(What to do) Copy out the news roundup on the Responsible Reform report word for word.

-------- Text --------

Responsible Reform, David Cameron's Tourette's comment, Stephen Hawking at 70
Responsible Reform report, code name Spartacus
This report has been put together by a group of sick and disabled people, as part of a campaign to slow the Welfare Reform bill's progress through the House of Lords.
It analyses 500 group responses to the government's official consultation on plans to replace Disability Living Allowance (DLA) with a new benefit called Personal Independence Payments. These unpublished responses were obtained through a series of requests made under the Freedom of Information Act.
Blogger and campaigner Sue Marsh leads the online group behind the report. She summarises its findings for The Guardian:
"Overall, we found that of those who responded to the government's consultation, 74% opposed the plans. On individual issues, the opposition was stronger: 98% objected to making people wait longer before they could access financial support; 92% opposed scrapping the lowest rate of support for disabled people; and 99% objected to DLA no longer being used as a qualification for other benefits."
The Daily Telegraph reports on the response of London Mayor Boris Johnson's office, such as its concerns that the reasons for changing the DLA may be solely financial.

-------- Dataset --------

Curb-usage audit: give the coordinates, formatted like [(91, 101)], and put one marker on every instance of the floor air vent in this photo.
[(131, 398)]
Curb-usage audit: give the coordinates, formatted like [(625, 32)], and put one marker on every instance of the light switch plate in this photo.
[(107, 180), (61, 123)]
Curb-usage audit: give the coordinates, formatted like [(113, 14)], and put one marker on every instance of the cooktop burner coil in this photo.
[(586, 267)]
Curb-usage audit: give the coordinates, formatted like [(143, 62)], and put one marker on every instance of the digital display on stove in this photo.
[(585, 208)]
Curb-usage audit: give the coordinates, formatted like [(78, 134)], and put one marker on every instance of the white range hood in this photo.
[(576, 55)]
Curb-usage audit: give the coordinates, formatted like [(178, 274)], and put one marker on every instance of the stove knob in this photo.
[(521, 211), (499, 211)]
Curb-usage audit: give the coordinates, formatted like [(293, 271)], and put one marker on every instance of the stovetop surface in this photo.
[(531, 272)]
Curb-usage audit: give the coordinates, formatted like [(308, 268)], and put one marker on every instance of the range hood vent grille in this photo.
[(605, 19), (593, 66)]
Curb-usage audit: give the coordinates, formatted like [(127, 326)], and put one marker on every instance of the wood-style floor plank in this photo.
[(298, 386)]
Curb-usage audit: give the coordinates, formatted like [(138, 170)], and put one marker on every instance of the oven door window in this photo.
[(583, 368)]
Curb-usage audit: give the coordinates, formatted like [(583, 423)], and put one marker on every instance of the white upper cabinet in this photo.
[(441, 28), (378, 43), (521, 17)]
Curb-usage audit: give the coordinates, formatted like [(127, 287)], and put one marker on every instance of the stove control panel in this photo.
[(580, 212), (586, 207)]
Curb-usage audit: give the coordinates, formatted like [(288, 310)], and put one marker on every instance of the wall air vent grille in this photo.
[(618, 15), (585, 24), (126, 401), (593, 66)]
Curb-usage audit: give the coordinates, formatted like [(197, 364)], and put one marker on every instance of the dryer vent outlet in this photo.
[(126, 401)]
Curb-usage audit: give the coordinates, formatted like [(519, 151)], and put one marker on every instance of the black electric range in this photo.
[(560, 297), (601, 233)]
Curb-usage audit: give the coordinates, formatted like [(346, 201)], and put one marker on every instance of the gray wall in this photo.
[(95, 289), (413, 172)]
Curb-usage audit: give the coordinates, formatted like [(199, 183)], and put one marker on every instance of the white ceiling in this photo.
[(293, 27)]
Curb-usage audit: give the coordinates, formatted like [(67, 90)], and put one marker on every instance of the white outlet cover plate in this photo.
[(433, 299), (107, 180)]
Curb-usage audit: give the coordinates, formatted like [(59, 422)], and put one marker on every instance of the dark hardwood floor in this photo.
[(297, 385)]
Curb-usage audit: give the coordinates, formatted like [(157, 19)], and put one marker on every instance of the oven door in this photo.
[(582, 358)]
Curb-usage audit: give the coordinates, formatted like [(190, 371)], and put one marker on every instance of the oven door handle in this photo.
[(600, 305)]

--------
-------- Dataset --------

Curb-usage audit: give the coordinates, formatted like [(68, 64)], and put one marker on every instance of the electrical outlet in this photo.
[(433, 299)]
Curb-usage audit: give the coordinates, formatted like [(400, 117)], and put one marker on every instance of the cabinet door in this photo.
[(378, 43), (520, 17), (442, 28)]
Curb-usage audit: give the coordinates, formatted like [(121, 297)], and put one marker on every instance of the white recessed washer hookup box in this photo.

--------

(Written solution)
Responsible Reform, David Cameron's Tourette's comment, Stephen Hawking at 70
Responsible Reform report, code name Spartacus
This report has been put together by a group of sick and disabled people, as part of a campaign to slow the Welfare Reform bill's progress through the House of Lords.
It analyses 500 group responses to the government's official consultation on plans to replace Disability Living Allowance (DLA) with a new benefit called Personal Independence Payments. These unpublished responses were obtained through a series of requests made under the Freedom of Information Act.
Blogger and campaigner Sue Marsh leads the online group behind the report. She summarises its findings for The Guardian:
"Overall, we found that of those who responded to the government's consultation, 74% opposed the plans. On individual issues, the opposition was stronger: 98% objected to making people wait longer before they could access financial support; 92% opposed scrapping the lowest rate of support for disabled people; and 99% objected to DLA no longer being used as a qualification for other benefits."
The Daily Telegraph reports on the response of London Mayor Boris Johnson's office, such as its concerns that the reasons for changing the DLA may be solely financial.